WHAT TO WORK ON: The line containing "each like (57,100)." marks where to begin; quote it and every line after it through the end of the data, exactly as written.

(Records contained in a dataset)
----------------------------------------

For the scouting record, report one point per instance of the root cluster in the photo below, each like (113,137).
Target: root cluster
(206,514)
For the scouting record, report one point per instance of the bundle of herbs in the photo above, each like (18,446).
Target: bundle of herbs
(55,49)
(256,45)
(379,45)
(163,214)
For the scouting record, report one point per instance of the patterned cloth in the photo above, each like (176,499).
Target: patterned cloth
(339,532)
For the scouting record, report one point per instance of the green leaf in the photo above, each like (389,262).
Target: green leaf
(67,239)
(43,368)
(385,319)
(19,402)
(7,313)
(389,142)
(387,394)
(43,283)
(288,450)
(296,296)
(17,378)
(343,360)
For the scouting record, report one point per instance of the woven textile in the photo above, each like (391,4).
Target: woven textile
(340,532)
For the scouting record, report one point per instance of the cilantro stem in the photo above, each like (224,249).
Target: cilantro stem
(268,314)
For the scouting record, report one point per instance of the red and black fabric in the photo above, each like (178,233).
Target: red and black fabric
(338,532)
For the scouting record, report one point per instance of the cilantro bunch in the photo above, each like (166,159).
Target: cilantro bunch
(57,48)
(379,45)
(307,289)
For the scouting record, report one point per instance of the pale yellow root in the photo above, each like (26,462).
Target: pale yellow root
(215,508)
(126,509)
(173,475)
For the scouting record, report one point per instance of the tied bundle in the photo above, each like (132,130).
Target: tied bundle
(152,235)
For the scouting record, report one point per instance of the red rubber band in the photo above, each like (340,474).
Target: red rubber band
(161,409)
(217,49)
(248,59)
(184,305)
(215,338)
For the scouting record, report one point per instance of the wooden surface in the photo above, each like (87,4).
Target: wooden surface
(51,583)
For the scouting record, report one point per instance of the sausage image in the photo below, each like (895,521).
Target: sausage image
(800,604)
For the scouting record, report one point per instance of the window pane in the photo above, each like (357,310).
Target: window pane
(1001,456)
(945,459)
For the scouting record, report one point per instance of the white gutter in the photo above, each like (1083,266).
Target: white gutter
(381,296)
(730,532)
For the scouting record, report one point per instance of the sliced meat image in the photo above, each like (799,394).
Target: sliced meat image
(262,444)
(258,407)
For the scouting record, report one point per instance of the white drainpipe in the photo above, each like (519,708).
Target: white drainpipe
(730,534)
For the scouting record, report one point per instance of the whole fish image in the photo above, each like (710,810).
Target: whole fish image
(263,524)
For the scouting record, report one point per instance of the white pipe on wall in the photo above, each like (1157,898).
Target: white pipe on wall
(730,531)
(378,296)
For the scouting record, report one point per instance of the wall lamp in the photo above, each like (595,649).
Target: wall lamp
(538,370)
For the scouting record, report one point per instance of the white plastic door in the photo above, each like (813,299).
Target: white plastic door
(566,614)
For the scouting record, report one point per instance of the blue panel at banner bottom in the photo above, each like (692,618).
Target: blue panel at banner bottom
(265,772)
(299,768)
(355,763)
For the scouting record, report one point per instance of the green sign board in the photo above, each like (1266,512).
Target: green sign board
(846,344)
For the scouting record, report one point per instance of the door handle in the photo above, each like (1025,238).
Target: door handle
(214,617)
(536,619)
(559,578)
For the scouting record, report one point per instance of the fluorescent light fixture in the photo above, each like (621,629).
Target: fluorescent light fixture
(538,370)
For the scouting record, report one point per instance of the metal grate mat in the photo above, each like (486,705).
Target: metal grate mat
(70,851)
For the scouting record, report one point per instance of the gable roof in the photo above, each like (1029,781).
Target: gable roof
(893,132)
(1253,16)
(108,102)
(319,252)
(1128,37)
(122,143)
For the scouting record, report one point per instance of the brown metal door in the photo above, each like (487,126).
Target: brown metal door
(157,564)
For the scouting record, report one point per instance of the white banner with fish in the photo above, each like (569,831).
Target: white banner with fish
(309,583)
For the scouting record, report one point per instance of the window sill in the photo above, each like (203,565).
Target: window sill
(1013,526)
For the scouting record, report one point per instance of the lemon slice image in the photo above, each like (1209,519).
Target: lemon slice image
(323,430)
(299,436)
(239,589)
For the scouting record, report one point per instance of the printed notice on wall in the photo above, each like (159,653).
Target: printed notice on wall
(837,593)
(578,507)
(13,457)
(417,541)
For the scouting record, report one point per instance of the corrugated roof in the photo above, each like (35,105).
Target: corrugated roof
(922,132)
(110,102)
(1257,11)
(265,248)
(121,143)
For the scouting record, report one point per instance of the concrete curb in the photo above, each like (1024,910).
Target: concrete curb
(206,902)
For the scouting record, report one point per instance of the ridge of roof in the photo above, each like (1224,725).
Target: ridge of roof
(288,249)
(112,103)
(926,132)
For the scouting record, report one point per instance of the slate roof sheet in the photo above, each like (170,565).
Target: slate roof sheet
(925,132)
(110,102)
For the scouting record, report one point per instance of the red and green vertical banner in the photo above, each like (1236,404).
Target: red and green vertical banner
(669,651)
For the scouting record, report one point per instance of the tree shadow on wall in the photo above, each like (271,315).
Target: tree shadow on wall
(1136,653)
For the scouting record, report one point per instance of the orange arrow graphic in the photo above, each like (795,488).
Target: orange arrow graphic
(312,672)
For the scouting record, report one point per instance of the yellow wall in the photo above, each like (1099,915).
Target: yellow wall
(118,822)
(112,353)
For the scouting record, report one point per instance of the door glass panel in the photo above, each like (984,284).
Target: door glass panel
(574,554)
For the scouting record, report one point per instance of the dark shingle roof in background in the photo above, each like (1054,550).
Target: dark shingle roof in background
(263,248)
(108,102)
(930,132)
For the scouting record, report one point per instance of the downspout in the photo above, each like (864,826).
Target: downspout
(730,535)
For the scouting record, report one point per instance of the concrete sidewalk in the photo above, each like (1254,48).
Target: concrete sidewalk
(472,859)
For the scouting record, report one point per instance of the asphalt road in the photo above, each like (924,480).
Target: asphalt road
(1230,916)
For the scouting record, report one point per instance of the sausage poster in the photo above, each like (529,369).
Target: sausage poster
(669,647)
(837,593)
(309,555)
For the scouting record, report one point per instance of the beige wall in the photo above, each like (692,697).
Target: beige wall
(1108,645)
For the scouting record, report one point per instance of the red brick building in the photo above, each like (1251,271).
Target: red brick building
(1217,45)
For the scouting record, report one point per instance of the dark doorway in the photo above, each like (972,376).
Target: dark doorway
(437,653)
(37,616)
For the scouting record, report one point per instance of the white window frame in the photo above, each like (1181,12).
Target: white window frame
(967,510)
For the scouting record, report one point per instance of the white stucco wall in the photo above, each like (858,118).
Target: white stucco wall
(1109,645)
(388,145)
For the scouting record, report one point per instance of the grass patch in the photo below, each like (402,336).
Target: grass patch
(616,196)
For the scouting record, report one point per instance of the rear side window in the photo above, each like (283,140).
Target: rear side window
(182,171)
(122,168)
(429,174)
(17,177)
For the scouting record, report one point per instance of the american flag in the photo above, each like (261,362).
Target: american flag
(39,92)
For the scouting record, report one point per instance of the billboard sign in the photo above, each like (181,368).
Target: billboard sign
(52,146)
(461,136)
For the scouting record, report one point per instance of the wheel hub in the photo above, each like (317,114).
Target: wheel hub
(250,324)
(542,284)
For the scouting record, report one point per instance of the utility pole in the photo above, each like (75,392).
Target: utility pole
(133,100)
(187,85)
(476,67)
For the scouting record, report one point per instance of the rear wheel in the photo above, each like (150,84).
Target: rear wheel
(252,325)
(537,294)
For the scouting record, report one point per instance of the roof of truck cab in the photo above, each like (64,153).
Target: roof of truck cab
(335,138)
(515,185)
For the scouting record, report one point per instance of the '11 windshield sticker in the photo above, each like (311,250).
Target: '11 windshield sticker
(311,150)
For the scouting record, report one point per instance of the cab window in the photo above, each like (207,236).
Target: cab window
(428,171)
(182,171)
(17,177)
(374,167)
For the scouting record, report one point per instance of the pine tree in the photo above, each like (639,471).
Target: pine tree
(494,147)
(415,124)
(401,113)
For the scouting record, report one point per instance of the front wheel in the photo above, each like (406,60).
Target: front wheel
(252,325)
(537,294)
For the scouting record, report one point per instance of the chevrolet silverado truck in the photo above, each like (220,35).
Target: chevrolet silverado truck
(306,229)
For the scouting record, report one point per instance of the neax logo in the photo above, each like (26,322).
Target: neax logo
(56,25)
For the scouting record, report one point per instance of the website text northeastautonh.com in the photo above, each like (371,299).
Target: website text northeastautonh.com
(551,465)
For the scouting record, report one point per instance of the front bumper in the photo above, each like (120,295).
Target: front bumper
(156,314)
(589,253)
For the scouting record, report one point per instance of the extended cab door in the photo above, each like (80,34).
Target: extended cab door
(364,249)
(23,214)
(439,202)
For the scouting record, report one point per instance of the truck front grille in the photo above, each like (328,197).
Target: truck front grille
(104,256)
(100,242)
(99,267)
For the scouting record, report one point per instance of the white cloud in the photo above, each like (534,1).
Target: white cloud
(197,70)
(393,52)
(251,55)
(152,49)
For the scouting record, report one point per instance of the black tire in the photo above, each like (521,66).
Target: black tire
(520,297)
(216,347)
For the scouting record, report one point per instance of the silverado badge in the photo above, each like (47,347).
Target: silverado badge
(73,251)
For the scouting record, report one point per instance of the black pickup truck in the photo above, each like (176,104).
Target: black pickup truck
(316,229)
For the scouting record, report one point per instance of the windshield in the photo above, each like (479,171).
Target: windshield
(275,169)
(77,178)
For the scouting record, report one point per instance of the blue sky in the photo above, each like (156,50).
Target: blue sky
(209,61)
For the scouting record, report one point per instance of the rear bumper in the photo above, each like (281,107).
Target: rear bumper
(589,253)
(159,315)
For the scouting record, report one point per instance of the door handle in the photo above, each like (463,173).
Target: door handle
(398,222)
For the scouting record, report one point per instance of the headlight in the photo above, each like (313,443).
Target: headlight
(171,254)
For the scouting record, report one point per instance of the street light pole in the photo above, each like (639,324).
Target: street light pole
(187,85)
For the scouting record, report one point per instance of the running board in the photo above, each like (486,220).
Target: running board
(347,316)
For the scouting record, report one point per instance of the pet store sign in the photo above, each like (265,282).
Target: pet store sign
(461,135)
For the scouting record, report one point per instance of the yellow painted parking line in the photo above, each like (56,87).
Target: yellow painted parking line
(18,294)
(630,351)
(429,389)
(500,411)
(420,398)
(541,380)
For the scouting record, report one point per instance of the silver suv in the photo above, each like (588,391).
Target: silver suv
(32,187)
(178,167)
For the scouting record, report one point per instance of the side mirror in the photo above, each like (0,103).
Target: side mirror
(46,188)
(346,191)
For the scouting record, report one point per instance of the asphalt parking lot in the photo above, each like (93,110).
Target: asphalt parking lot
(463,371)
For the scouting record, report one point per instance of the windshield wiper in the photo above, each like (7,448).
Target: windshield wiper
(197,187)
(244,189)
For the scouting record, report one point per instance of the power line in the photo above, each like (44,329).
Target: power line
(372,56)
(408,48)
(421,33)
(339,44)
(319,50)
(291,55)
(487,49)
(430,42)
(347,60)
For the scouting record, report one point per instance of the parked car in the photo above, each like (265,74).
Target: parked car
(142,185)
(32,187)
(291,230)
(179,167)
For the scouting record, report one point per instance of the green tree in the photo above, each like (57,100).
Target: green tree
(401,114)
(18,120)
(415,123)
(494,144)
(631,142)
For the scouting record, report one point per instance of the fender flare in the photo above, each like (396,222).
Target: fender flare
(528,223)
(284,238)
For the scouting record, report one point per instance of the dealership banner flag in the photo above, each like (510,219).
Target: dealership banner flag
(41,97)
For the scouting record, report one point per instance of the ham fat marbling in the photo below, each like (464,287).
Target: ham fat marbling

----------------------------------------

THE COMPLETED TASK:
For the scouting record, report one point per instance of the green tree in the photo above, each like (57,100).
Target: green tree
(401,114)
(18,120)
(415,123)
(494,144)
(631,142)
For the scouting record, report one point per instance of the fender flare in the photo above, each like (396,222).
Target: fender flare
(528,223)
(284,238)
For the scouting record, report one point per instance of the dealership banner flag in the photo above, each like (510,219).
Target: dealership banner flag
(41,97)
For the scouting record, report one point per instance of the ham fat marbling in the photo below, each like (464,287).
Target: ham fat marbling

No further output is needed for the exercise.